STATED GOAL: Go on with the pin nailer and compressor review from the point where it stops.

QUOTED PASSAGE:
-- start --

I blame it on Norm. Ever since I saw him “shoot a couple brads to hold things together until the glue dries” some 15 years ago, I have been fascinated with pneumatic nail guns. I feel almost superhuman as I drive 2+ inch nails into rock maple in a split second, perfectly countersunk, and without splitting the stock. I have driven thousands of brads, staples and nails by this point, and I admit that I still get just a tiny rush every time I pull the trigger. With a framing nailer, finish nailer and brad nailer in my arsenal, the next logical item on my wish list was a pin nailer. I had been able to hold off because brads are small enough for most of my needs, but sometimes I find that I need to apply a bit more finesse to my project. Pin nailers provide a perfect solution, creating nearly invisible holes as they allow the fastening of extremely small parts, tacking molding pieces together, or building picture frames.My search for a good value pin nailer led me to the Porter Cable PIN100 which I purchased as part of a bundle with a Porter Cable pancake compressor, model CF6131. This bundle (model CF6131P) has a street price of around $170. At that price it was a no-brainer to pick up the bundle, providing me with a nice, compact compressor for use in the shop, as well as portability to allow me to take it into the garage or the house for various projects without having to haul my large compressor.
The Compressor. I like the lightweight and compact design of this compressor. It seems to have plenty of power to fill the 6 gallon tank from completely empty to 150 pounds of pressure in about two and a half minutes, and it rarely cycled during my tests (it doesn’t take much air to drive a 23 ga. pin). Having a 150 lb capacity is a nice advantage, as many compact compressors top out in the 100-130 pound range. The support for higher pressure effectively extends the capacity of the compressor for use in nailing applications. 25% more air in the tank means more pins or nails between cycling the compressor, which means a quieter work environment and less wear and tear on the motor. I also like the maintenance free design of this unit. Generally the tradeoff for maintenance-free compressors is that the units are louder, and do not offer the comparable longevity to oil-lubricated units. My infrequent use of a compressor will probably never wear one out, and I typically wear ear protection when running a compressor anyway, so the maintenance free compressors suit me fine. If your needs require more CFM, you may need to step up to a larger compressor with an oil-lubricated pump, but for driving nails of any sort, blowing the dust off of you at the end of your shop time, or pumping up an occasional tire, pancake compressors do just fine.I have to admit that I focused more on the pin nailer when I made my final selection, and didn’t look closely enough at this compressor. I am familiar with the more common Porter Cable pancake compressor (model C2002), which has a few features not included on the unit I bought, such as a nicer carrying handle on the top, dual ports for running multiple tools simultaneously, convenient cord wrap, and a dust shroud that covered more of the components. So, lesson learned; slow down and don’t make assumptions about what is in the box. Having said all that, this unit will more than adequately meet my needs. It is powerful enough with an ample sized tank for running all of the nailers in the shop, and light enough for mobility. No, you are not going to run your pneumatic sander off of this compressor (or any other pancake-style compressor), but you are also not going to hear it running constantly as you shoot pins, brads or other nails. Also, the 25′ hose that is included is of moderate quality but certainly sufficient for pin nailing operations.

-- end --

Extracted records
-- start --

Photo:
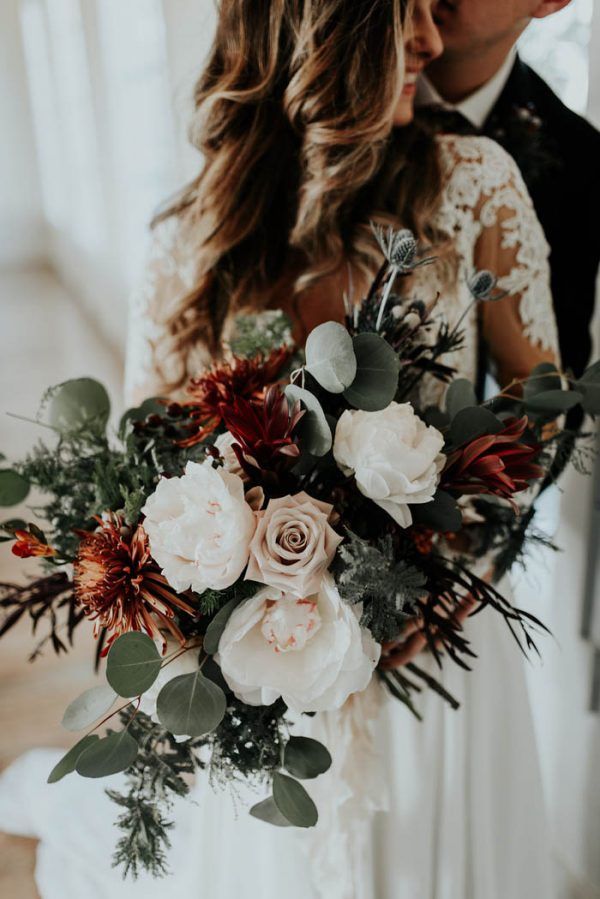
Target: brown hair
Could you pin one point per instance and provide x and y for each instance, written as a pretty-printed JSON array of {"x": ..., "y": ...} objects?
[{"x": 294, "y": 115}]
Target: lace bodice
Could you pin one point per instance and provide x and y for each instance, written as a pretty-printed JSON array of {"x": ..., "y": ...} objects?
[{"x": 485, "y": 209}]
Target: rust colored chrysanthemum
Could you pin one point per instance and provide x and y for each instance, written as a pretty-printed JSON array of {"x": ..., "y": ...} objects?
[
  {"x": 29, "y": 544},
  {"x": 120, "y": 587},
  {"x": 499, "y": 464},
  {"x": 239, "y": 378}
]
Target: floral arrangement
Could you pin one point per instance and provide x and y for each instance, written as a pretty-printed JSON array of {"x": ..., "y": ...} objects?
[{"x": 252, "y": 553}]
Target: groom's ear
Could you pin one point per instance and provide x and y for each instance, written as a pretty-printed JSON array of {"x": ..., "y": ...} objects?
[{"x": 547, "y": 7}]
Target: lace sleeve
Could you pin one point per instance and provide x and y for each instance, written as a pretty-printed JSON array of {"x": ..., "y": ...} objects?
[
  {"x": 520, "y": 330},
  {"x": 168, "y": 275}
]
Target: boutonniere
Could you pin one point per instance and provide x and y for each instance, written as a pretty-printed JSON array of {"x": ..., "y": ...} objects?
[{"x": 520, "y": 130}]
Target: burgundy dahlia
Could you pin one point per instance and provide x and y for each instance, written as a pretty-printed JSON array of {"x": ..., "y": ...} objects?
[
  {"x": 219, "y": 387},
  {"x": 499, "y": 464},
  {"x": 119, "y": 585},
  {"x": 264, "y": 431}
]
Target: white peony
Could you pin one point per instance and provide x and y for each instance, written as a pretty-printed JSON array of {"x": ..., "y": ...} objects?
[
  {"x": 200, "y": 527},
  {"x": 395, "y": 457},
  {"x": 312, "y": 652}
]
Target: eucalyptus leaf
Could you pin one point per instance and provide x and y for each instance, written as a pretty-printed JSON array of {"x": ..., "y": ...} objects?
[
  {"x": 554, "y": 401},
  {"x": 88, "y": 707},
  {"x": 591, "y": 396},
  {"x": 293, "y": 801},
  {"x": 133, "y": 664},
  {"x": 139, "y": 413},
  {"x": 306, "y": 758},
  {"x": 191, "y": 705},
  {"x": 442, "y": 514},
  {"x": 471, "y": 423},
  {"x": 14, "y": 488},
  {"x": 107, "y": 756},
  {"x": 77, "y": 403},
  {"x": 268, "y": 811},
  {"x": 330, "y": 356},
  {"x": 460, "y": 395},
  {"x": 215, "y": 629},
  {"x": 378, "y": 367},
  {"x": 67, "y": 763},
  {"x": 313, "y": 430}
]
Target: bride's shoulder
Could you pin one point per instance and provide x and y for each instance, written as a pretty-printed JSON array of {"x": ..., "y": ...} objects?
[{"x": 478, "y": 157}]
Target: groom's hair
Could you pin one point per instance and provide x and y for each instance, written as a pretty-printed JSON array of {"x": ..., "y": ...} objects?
[{"x": 294, "y": 119}]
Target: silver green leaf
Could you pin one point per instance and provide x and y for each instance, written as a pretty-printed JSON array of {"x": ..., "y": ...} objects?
[
  {"x": 268, "y": 811},
  {"x": 330, "y": 357},
  {"x": 314, "y": 431},
  {"x": 77, "y": 403},
  {"x": 67, "y": 763},
  {"x": 107, "y": 756},
  {"x": 13, "y": 488},
  {"x": 306, "y": 758},
  {"x": 88, "y": 707},
  {"x": 293, "y": 801},
  {"x": 133, "y": 664},
  {"x": 378, "y": 367}
]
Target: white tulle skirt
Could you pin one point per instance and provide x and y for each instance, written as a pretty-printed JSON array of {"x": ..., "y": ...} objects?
[{"x": 450, "y": 808}]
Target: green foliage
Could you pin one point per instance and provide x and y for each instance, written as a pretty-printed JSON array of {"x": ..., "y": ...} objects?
[
  {"x": 13, "y": 488},
  {"x": 133, "y": 664},
  {"x": 107, "y": 756},
  {"x": 260, "y": 333},
  {"x": 372, "y": 575},
  {"x": 156, "y": 777},
  {"x": 66, "y": 765},
  {"x": 330, "y": 356},
  {"x": 191, "y": 705},
  {"x": 378, "y": 368},
  {"x": 306, "y": 758},
  {"x": 293, "y": 801},
  {"x": 88, "y": 707}
]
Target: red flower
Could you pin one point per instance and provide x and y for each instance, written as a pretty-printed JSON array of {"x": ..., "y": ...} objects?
[
  {"x": 496, "y": 464},
  {"x": 222, "y": 384},
  {"x": 119, "y": 585},
  {"x": 264, "y": 432},
  {"x": 28, "y": 544}
]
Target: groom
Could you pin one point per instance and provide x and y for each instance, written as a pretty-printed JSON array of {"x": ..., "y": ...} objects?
[{"x": 485, "y": 88}]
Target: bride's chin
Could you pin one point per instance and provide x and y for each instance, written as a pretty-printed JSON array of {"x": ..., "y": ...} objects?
[{"x": 404, "y": 114}]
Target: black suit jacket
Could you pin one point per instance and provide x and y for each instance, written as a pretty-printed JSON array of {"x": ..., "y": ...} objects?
[{"x": 558, "y": 153}]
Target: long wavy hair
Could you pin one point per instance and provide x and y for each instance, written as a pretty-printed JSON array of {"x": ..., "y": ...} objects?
[{"x": 294, "y": 119}]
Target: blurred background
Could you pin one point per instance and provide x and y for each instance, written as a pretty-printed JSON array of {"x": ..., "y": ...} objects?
[{"x": 94, "y": 105}]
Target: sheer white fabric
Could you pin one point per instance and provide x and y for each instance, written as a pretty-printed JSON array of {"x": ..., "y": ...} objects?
[{"x": 450, "y": 808}]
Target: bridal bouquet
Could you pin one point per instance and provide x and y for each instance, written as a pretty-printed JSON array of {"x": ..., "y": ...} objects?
[{"x": 247, "y": 554}]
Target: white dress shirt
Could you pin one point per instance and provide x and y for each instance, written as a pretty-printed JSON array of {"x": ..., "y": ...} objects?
[{"x": 477, "y": 107}]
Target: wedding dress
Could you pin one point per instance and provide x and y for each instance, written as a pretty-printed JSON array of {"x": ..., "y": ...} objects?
[{"x": 447, "y": 808}]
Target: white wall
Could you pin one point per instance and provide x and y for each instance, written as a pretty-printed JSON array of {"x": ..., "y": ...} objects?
[
  {"x": 22, "y": 231},
  {"x": 190, "y": 29}
]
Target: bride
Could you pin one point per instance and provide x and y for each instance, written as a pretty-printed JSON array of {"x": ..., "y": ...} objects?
[{"x": 305, "y": 121}]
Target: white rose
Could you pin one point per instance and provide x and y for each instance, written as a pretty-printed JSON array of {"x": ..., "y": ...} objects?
[
  {"x": 293, "y": 545},
  {"x": 224, "y": 443},
  {"x": 395, "y": 457},
  {"x": 200, "y": 527},
  {"x": 312, "y": 652},
  {"x": 184, "y": 664}
]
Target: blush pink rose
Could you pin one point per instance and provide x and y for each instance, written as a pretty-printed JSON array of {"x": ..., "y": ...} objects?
[{"x": 293, "y": 545}]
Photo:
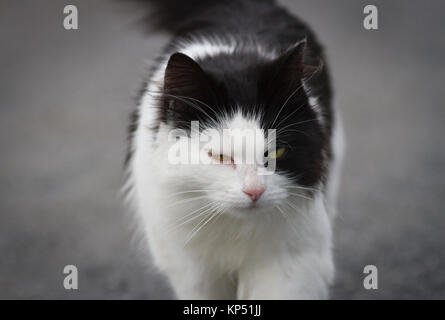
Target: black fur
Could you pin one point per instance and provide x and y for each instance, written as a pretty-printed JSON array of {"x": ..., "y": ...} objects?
[{"x": 247, "y": 82}]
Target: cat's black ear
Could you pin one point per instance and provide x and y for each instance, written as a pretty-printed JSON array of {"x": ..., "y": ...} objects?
[
  {"x": 185, "y": 79},
  {"x": 299, "y": 62}
]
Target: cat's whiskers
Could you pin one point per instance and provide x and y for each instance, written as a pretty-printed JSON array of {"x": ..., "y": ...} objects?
[
  {"x": 190, "y": 191},
  {"x": 186, "y": 201},
  {"x": 193, "y": 215},
  {"x": 209, "y": 216}
]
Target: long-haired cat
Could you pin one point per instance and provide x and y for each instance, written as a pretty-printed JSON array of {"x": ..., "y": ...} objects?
[{"x": 220, "y": 229}]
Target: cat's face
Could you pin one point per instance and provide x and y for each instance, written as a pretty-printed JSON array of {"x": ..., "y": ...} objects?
[{"x": 258, "y": 97}]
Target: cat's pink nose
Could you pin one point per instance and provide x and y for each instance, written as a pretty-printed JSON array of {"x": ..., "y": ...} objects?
[{"x": 254, "y": 192}]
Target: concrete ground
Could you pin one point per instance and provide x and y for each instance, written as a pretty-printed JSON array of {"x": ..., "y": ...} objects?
[{"x": 65, "y": 98}]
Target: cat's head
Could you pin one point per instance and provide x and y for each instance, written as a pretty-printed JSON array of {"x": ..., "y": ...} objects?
[{"x": 289, "y": 94}]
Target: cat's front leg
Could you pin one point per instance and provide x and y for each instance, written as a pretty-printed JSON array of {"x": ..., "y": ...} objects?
[{"x": 306, "y": 276}]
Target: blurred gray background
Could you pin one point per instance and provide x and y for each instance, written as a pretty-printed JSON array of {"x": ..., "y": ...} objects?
[{"x": 65, "y": 97}]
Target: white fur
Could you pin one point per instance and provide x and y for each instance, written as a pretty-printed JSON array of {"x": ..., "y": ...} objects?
[{"x": 267, "y": 253}]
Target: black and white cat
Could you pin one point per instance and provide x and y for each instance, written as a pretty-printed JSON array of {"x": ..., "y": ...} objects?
[{"x": 220, "y": 230}]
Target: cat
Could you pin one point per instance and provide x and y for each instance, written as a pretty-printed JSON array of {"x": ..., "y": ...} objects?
[{"x": 222, "y": 230}]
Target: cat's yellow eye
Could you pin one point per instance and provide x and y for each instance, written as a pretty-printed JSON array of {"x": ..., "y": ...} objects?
[{"x": 277, "y": 153}]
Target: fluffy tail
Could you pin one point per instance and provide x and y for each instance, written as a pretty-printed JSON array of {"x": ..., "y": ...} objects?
[{"x": 173, "y": 15}]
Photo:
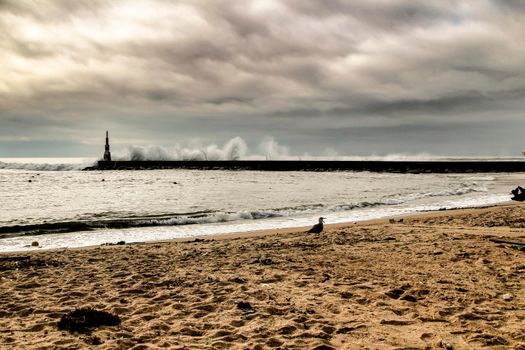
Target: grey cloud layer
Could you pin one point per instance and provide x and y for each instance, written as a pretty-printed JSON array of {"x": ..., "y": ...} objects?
[{"x": 285, "y": 67}]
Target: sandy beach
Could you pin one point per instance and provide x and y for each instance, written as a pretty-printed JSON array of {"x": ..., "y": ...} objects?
[{"x": 422, "y": 282}]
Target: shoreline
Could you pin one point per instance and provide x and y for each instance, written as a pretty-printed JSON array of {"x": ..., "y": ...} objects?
[
  {"x": 266, "y": 232},
  {"x": 426, "y": 281}
]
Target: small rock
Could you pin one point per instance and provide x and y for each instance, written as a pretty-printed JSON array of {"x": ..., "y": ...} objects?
[
  {"x": 410, "y": 298},
  {"x": 445, "y": 345},
  {"x": 507, "y": 297},
  {"x": 394, "y": 293},
  {"x": 246, "y": 307}
]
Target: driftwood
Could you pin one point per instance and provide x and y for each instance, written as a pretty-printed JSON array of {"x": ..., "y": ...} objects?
[
  {"x": 506, "y": 242},
  {"x": 14, "y": 258}
]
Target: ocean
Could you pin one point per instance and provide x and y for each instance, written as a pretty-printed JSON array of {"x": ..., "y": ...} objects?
[{"x": 53, "y": 202}]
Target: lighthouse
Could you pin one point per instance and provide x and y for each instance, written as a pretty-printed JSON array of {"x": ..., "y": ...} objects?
[{"x": 107, "y": 153}]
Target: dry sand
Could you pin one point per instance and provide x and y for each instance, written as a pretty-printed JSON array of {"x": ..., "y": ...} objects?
[{"x": 430, "y": 281}]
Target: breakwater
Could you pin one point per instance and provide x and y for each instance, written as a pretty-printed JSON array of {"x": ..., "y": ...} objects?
[{"x": 320, "y": 165}]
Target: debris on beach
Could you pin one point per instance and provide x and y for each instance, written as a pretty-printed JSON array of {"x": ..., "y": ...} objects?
[{"x": 84, "y": 320}]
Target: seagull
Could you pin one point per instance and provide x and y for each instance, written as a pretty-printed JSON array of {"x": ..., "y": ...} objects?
[{"x": 317, "y": 228}]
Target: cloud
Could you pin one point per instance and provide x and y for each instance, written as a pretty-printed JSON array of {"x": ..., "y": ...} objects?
[{"x": 158, "y": 70}]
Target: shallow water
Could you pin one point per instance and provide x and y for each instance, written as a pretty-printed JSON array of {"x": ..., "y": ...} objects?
[{"x": 77, "y": 208}]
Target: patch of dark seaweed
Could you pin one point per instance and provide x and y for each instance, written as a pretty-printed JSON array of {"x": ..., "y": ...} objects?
[
  {"x": 84, "y": 320},
  {"x": 9, "y": 265}
]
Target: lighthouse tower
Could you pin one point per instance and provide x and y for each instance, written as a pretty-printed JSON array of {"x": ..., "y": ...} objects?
[{"x": 107, "y": 153}]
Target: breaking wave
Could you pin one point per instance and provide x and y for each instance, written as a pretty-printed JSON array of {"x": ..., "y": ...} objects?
[
  {"x": 97, "y": 221},
  {"x": 44, "y": 166}
]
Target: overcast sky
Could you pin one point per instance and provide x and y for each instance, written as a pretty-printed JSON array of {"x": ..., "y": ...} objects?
[{"x": 358, "y": 77}]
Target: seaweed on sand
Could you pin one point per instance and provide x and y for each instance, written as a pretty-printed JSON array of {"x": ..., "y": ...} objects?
[{"x": 83, "y": 320}]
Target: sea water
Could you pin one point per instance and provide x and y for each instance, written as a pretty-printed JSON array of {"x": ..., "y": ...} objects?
[{"x": 55, "y": 203}]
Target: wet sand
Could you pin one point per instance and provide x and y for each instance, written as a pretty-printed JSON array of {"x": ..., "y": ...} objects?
[{"x": 422, "y": 282}]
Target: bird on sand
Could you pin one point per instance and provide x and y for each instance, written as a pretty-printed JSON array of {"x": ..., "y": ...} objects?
[{"x": 317, "y": 228}]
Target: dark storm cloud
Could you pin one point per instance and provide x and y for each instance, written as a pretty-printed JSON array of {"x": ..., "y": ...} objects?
[{"x": 259, "y": 67}]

-- end --

RESPONSE TO THE TASK:
As with every tool I buy, I gave this one my standard “monkey test”. Can I take the tool out of the box and have it up and running within two minutes without looking at the manual, and without needing any tools or materials that are not found in the box? The compressor passed with flying colors. I fired it up and let it run for a few minutes with the drain valve open to bleed off any moisture that accumulated in the tank during shipping/storage. Then I closed the valve and watched the gauges as the tank steadily and quickly filled to its maximum capacity of 150 lbs, and then the motor cut out as expected. I was pleasantly surprised at how quiet this compressor is. No, it is not quiet compared to a kitten, but relative to my larger compressor, and most other maintenance free compressors I have used, it is not bad at all.
The bleeder valve on the unit is pretty standard faire, which means it can be difficult to turn by hand, especially if you have neglected it for a while. I think a nicer design would include a larger surface to grab, making it easier to apply a bit more leverage if it gets a bit gummed up inside.
The Pin Nailer – Nice design. At only 2.2 pounds, the PIN100 is light enough for easy handling, but yet feels well made and all moving parts engage solidly. It just plain feels good in your hand. The magazine holds a whopping 170 of the 23 ga. pin nails (1/2″ to 1″), and the unit comes with a box of 500 3/4″ pins to get you started. In lieu of a contact safety tip, the unit uses a double trigger design to minimize the chance of misfire. This design enables precise placement of the firing tip in tight spots, which is problematic with larger nail guns in the Porter Cable line that feature a contact safety tip that must be depressed before the gun will fire. For most nailing operations, I would prefer the contact safety tip design because it is easier to operate. But, when it comes time to get into a tight corner, the double trigger design pays dividends.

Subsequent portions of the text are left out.